→ **Sayfa**:
══════

Çemişgezekten Üzeyir’in Rüyası

Çemişgezekten Üzeyir’in Rüyası
21 Eylül 2011 09:46


Çemişkezek’ten Üzeyir’in rüyası;

 

   Rüyamda amcaoğlunun daveti üzerine hayatımda ilk kez İstanbul’a gittim…

 

   Haydarpaşa Garı’nda teyzeoğlu karşıladı beni…Amcaoğlunun işi çıkmış,gelememiş…

 

   Mecburen teyzeoğlugillere gittik önce…Ev ahalisiyle sarılıp öpüştük,yedi sülalenin kulaklarını çınlattık…Yıllar sonra tekrar bir araya gelmenin dayanılmaz mutluluğu vardı içimizde…

 

   Sabah oldu…Amcaoğlu geldi,arabasına atlayıp “Ver elini İstanbul” dedik.

 

   -Özellikle görmek istediğin bir yer var mı? diye sordu amcaoğlu.

 

   Cebimdeki listeyi çıkardım,”Buraya not almışım”dedim.”Son yıllarda ismini sık sık duyduğum  bazı yerler var…Oraları merak ediyorum.”

 

   Silivri’ye doğru bastık gaza…Heyecanlandım…

 

   İlçeye vardığımızda:

 

  -Burası cezaeviyle ünlendi biliyorsun” dedi amcaoğlu.”Ergenekon mu ne bir şey türemiş,oraya girdin mi veya haberin olmadan girdiğin söylendi mi,içeri alıyorlarmış,istedikleri kadar tutuyorlarmış…”

══════

→ **Sağlanan kayıtlar**:

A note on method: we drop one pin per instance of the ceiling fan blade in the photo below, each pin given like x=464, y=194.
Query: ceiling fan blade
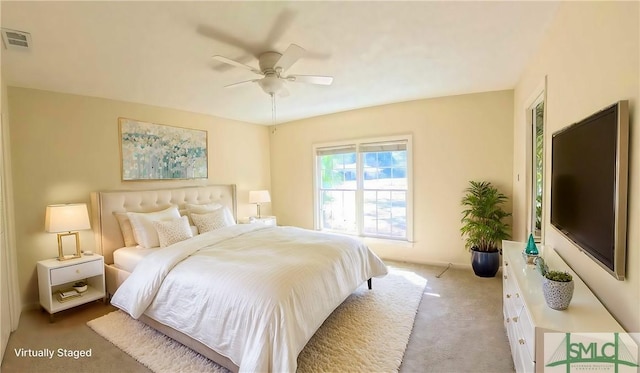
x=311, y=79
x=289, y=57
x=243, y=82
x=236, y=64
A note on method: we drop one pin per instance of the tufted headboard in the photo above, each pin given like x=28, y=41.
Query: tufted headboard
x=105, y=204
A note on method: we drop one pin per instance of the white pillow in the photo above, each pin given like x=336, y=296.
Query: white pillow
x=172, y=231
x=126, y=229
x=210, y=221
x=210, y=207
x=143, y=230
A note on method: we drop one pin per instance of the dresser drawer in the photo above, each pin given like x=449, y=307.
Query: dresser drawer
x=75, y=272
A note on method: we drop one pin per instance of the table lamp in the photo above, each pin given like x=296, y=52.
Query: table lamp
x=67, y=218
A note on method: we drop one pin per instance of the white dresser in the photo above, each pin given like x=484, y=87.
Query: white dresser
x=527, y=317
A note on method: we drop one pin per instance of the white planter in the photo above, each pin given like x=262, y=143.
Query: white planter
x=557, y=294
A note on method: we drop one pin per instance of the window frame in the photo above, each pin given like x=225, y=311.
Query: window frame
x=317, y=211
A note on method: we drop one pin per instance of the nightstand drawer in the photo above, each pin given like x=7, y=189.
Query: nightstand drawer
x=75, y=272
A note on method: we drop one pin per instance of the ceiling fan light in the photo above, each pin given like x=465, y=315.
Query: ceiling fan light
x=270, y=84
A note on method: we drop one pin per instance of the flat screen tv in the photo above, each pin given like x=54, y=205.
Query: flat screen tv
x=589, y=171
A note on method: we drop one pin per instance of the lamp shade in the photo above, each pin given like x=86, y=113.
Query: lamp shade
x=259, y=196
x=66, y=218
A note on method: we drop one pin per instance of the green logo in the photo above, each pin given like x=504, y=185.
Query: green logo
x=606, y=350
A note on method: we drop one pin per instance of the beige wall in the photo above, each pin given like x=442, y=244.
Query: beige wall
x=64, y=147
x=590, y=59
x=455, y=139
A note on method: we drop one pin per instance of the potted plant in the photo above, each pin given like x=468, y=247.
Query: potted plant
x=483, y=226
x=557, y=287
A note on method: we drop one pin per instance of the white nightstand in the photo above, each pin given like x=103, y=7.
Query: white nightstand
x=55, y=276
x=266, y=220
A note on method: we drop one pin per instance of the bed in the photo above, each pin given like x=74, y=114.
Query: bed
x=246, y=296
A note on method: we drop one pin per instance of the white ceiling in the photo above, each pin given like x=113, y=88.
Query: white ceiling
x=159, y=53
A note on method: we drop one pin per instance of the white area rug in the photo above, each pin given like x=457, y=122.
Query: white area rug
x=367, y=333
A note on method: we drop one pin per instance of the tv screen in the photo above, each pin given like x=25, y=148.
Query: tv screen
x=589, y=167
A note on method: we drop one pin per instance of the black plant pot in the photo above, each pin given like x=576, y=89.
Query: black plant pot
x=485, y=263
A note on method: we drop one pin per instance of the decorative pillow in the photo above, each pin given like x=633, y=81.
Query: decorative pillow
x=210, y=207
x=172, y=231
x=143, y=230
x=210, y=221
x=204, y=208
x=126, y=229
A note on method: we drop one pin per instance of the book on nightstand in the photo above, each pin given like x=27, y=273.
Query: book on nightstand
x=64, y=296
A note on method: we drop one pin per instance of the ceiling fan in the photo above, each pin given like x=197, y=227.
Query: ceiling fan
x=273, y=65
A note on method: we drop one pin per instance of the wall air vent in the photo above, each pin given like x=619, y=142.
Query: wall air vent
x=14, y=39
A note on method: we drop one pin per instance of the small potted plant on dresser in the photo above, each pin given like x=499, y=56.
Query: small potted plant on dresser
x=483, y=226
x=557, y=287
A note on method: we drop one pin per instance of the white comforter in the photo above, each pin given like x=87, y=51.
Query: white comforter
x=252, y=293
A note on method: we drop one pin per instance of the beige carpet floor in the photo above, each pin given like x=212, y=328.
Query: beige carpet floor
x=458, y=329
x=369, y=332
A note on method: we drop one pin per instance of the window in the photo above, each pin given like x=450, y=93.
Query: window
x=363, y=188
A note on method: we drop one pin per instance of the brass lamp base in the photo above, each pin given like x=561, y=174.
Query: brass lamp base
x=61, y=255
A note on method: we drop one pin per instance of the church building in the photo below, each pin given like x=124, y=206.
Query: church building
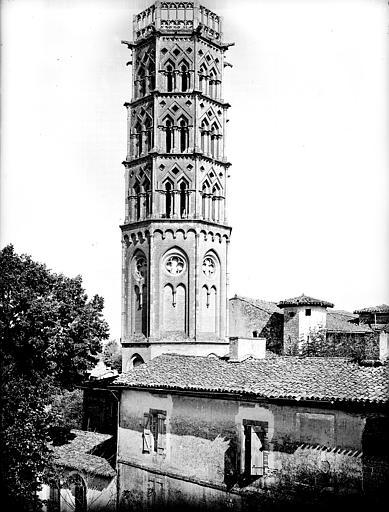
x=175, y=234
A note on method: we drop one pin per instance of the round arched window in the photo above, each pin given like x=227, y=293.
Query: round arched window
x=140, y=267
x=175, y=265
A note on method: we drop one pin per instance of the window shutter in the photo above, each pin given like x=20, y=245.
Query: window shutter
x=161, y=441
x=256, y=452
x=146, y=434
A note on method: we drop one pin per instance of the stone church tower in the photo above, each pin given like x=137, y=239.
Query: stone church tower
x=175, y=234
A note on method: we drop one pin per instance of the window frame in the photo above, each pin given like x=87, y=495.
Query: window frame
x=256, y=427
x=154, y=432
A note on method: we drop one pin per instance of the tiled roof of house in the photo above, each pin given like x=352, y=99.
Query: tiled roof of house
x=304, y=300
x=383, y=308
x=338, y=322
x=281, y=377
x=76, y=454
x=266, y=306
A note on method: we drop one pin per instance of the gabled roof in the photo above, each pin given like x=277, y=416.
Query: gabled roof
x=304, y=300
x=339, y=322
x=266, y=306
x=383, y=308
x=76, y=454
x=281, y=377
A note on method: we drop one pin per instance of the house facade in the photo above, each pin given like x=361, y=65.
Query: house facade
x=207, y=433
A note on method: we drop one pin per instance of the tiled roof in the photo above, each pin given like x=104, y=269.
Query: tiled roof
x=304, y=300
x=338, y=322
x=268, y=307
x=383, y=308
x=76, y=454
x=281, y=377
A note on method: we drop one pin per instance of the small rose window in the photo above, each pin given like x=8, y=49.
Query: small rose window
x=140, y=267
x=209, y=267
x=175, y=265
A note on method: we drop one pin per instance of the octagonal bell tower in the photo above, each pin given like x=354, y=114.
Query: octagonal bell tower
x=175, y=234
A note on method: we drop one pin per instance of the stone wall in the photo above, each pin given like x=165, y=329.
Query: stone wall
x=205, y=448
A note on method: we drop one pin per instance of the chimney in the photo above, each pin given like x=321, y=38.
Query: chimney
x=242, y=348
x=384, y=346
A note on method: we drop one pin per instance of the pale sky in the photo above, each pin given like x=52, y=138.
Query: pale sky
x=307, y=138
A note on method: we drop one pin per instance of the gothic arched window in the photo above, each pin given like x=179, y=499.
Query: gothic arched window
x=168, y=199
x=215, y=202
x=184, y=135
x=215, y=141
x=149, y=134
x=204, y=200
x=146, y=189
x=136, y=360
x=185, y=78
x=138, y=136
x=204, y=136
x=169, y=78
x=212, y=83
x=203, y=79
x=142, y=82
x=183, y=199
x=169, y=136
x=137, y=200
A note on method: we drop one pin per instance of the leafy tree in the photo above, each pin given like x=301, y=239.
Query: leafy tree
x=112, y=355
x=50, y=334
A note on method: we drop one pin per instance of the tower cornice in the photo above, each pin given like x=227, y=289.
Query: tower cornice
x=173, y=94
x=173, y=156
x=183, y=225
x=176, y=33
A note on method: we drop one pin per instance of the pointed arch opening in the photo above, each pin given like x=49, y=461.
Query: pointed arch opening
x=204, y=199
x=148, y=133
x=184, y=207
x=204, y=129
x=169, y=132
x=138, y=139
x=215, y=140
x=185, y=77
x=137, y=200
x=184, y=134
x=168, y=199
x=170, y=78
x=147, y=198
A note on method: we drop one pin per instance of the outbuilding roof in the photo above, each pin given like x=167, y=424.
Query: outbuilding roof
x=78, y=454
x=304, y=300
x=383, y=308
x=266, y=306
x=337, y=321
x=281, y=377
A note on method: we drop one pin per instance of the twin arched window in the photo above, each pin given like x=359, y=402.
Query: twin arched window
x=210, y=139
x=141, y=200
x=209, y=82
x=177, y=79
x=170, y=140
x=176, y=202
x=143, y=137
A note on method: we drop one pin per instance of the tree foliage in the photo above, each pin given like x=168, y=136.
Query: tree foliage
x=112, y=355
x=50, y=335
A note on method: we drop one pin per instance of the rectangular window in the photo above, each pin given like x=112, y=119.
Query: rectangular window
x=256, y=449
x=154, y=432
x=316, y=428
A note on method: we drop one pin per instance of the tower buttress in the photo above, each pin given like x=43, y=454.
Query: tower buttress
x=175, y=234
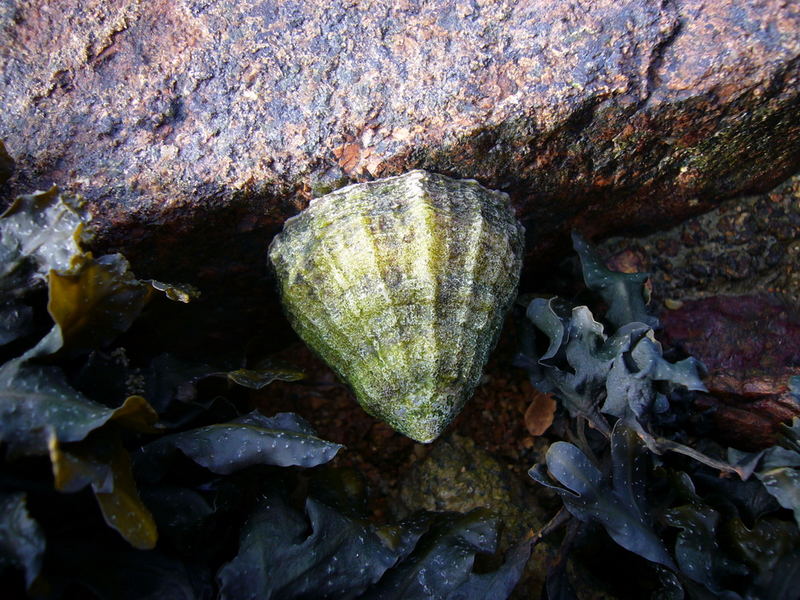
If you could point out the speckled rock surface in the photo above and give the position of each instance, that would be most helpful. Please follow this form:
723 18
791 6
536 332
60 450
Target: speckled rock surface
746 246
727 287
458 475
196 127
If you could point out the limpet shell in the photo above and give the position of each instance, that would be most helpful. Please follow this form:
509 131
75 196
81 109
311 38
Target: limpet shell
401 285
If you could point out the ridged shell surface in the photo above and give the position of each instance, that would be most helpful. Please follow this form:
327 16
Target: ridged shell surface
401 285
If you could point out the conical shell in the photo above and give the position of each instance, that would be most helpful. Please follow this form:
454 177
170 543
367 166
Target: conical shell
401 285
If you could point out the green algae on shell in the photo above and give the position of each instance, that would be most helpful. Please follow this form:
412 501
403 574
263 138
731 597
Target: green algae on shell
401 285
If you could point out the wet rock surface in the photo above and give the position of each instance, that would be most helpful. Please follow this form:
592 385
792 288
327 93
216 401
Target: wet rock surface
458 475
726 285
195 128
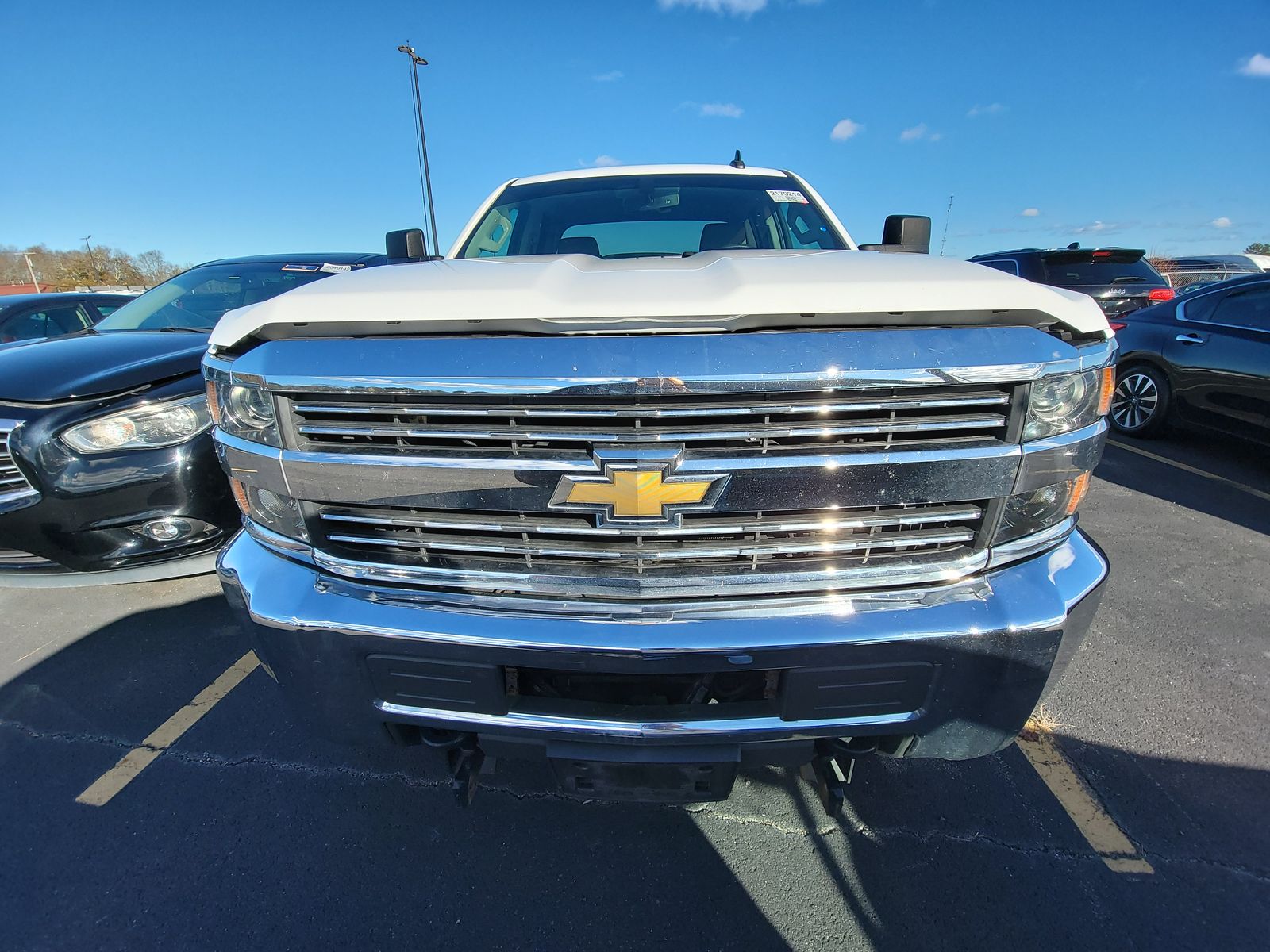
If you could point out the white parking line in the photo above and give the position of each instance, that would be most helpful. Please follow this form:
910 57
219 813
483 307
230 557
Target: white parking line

══════

→ **Görev hedefi**: Üzeyir'in rüyasını anlatan metinde "Haydarpaşa Garı’nda teyzeoğlu" ile "diye sordu amcaoğlu." arasındaki kısmı, her iki uç da dahil olmak üzere, hiçbir değişiklik yapmadan kopyalayın.

→ **Göreve yanıt**:
Haydarpaşa Garı’nda teyzeoğlu karşıladı beni…Amcaoğlunun işi çıkmış,gelememiş…

 

   Mecburen teyzeoğlugillere gittik önce…Ev ahalisiyle sarılıp öpüştük,yedi sülalenin kulaklarını çınlattık…Yıllar sonra tekrar bir araya gelmenin dayanılmaz mutluluğu vardı içimizde…

 

   Sabah oldu…Amcaoğlu geldi,arabasına atlayıp “Ver elini İstanbul” dedik.

 

   -Özellikle görmek istediğin bir yer var mı? diye sordu amcaoğlu.